WHAT IS ASKED
Find each line in the listing below that contains the word "which", and copy those lines out in full.

EXTRACTED RECORDS
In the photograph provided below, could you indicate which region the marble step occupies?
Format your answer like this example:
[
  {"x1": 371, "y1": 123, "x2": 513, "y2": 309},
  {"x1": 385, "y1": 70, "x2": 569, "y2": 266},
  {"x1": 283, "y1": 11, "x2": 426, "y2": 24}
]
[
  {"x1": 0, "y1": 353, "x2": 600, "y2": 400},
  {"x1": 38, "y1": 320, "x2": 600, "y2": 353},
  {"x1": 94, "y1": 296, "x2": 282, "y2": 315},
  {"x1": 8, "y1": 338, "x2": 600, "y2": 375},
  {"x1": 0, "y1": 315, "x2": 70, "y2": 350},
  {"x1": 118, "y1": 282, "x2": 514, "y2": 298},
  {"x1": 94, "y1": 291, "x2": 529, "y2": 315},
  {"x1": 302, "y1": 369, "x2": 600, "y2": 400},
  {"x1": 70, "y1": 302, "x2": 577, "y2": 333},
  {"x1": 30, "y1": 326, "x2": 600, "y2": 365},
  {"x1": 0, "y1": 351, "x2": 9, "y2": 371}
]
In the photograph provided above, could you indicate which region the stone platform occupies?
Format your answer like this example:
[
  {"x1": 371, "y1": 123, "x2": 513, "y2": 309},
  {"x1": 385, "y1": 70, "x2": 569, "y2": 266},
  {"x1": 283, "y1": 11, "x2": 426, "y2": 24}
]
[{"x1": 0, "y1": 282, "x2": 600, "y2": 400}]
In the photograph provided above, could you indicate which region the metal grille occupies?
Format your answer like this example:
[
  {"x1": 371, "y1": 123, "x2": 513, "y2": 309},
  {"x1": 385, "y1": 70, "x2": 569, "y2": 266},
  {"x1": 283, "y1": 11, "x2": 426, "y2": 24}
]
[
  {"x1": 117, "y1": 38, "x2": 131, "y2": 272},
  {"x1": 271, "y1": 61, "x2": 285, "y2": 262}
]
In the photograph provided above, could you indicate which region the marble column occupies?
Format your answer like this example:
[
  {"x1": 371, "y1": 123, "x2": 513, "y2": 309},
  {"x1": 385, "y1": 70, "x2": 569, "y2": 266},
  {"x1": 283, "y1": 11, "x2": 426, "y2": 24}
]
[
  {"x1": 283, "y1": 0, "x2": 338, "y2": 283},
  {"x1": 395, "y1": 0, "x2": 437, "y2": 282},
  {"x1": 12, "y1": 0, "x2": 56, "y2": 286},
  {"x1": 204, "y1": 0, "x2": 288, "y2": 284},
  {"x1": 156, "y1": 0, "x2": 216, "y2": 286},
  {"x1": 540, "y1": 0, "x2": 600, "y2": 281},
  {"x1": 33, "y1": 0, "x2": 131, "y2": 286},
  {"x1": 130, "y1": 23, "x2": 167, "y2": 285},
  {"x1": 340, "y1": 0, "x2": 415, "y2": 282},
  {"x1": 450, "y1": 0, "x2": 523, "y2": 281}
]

WORKED SOLUTION
In the photograph provided below, could you indicate which region the marble step occupies?
In the photograph provided above, could you indicate which region the stone platform occupies?
In the photograph provided above, could you indicate which region the metal grille occupies?
In the photograph provided above, could you indicate which region the marble column occupies?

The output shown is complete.